--- Start of STORED ROWS ---
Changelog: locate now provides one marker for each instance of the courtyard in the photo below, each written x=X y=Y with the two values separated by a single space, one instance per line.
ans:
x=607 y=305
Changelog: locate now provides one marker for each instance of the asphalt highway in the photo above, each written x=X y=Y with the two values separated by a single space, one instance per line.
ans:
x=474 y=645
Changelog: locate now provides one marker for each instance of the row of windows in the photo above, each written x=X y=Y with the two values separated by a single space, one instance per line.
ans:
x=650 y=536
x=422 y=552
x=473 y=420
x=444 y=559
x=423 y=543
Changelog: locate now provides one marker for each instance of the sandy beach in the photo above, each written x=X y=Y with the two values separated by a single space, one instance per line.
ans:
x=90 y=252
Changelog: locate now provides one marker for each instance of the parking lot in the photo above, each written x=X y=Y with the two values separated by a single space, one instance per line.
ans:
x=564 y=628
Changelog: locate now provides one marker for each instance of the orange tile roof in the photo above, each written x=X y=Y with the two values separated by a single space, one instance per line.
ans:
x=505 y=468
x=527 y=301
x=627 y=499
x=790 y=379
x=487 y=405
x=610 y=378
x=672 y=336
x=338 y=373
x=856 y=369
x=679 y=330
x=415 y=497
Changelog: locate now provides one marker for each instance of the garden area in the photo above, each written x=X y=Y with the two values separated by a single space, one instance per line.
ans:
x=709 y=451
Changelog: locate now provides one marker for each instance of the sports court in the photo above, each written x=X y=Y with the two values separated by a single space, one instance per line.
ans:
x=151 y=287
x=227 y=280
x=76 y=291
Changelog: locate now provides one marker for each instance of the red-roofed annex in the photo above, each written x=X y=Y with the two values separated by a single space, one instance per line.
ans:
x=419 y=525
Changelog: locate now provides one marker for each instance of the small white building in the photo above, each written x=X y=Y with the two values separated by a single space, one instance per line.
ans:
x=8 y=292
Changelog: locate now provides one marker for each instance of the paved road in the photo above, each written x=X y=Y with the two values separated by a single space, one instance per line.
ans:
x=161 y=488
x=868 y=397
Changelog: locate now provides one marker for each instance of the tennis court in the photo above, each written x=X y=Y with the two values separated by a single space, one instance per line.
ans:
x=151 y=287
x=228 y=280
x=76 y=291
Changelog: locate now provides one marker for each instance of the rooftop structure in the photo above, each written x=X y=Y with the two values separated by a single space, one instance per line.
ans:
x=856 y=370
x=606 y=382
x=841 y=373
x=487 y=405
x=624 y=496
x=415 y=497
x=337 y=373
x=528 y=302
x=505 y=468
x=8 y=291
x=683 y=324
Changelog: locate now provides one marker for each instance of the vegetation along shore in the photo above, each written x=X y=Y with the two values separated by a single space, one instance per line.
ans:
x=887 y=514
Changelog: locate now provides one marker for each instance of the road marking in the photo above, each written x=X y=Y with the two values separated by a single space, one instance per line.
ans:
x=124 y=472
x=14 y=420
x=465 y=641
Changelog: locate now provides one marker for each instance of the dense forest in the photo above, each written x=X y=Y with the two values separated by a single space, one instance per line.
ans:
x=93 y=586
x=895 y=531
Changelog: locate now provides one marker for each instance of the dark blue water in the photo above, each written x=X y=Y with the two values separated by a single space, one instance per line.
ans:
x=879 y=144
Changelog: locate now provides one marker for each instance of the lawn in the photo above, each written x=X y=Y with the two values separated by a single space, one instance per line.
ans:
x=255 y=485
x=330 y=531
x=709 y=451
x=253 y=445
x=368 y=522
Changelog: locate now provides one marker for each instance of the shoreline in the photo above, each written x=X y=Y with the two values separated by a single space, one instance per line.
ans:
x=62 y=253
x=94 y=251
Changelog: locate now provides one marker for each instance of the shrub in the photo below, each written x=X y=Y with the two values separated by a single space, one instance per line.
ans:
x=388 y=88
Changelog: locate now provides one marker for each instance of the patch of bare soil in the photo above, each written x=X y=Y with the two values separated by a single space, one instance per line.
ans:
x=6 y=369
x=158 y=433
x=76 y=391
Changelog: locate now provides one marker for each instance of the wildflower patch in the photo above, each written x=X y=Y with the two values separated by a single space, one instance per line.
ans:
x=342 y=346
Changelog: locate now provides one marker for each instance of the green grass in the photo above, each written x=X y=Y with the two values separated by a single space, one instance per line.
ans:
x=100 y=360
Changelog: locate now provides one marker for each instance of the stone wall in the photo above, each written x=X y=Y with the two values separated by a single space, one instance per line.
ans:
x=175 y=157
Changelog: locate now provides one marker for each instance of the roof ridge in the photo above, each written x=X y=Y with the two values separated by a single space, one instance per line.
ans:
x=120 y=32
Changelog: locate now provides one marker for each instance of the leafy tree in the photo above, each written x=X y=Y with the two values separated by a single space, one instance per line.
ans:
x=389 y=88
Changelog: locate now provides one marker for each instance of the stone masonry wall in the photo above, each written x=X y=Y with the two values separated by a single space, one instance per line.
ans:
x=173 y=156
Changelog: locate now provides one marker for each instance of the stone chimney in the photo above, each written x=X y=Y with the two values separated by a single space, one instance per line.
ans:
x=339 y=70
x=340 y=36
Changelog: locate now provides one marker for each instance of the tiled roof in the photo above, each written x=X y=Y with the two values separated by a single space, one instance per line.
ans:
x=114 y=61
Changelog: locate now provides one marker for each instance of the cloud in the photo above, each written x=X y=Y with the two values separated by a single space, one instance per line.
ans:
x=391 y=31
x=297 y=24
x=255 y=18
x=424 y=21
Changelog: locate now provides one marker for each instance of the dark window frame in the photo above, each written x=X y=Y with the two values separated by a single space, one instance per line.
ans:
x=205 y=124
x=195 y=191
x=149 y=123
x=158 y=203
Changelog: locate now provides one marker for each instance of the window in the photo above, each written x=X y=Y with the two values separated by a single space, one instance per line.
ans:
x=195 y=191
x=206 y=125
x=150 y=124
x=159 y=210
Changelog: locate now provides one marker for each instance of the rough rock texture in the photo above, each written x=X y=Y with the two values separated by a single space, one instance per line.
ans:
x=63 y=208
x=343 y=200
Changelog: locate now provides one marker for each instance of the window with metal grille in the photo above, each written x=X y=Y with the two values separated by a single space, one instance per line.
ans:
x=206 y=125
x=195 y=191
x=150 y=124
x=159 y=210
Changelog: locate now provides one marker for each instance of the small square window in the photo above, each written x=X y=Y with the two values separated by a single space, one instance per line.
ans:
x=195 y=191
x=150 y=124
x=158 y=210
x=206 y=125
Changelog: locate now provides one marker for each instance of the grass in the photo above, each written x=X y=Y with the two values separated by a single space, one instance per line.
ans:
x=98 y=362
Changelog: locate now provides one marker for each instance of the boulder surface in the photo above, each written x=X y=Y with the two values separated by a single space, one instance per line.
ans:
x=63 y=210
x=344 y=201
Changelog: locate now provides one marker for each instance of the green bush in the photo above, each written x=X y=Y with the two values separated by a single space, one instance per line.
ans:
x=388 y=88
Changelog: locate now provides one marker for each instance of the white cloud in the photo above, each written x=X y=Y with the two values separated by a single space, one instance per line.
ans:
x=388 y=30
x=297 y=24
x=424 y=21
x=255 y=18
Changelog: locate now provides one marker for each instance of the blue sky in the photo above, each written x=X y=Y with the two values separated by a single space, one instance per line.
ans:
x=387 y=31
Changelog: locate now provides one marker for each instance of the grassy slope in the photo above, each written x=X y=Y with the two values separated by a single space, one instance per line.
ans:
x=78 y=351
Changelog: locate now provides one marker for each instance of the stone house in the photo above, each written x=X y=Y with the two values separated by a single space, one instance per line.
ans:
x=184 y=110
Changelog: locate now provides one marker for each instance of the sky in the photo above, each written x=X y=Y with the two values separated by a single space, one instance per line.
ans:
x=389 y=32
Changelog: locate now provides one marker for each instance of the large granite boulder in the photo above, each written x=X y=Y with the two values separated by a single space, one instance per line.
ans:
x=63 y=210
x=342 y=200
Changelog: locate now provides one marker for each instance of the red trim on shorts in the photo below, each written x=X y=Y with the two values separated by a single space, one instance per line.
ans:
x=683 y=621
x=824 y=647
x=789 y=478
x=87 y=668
--- End of STORED ROWS ---
(WORK TO BE COMPLETED): Set out the lines of the items above as a numbered list, from the line containing "of the blue" through the end of the items, both included, and leave out any blank lines.

(ANSWER TO THE TASK):
1. Changelog: locate now provides one marker for each instance of the blue sky in the photo above, each written x=X y=Y with the two values separated by a single space, one instance per line.
2. ans:
3. x=387 y=31
4. Changelog: locate now provides one marker for each instance of the grassy slope in the photo above, each written x=X y=Y with the two values separated by a single space, one instance per line.
5. ans:
6. x=78 y=351
7. Changelog: locate now provides one marker for each instance of the stone house in the photo above, each written x=X y=Y with the two values separated by a single space, one instance per line.
8. ans:
9. x=184 y=110
10. Changelog: locate now provides one marker for each instance of the sky in the photo above, each written x=X y=Y with the two values separated by a single space, one instance per line.
11. ans:
12. x=389 y=32
13. Changelog: locate now provides one marker for each instance of the large granite boulder in the photo above, each written x=X y=Y with the two values separated by a single space, one instance per line.
14. ans:
15. x=63 y=210
16. x=342 y=200
17. Changelog: locate now provides one marker for each instance of the red trim on shorts in the photo below, each written x=X y=Y with the two values separated by a single space, one instance per line.
18. ans:
19. x=683 y=621
20. x=824 y=647
21. x=789 y=478
22. x=87 y=668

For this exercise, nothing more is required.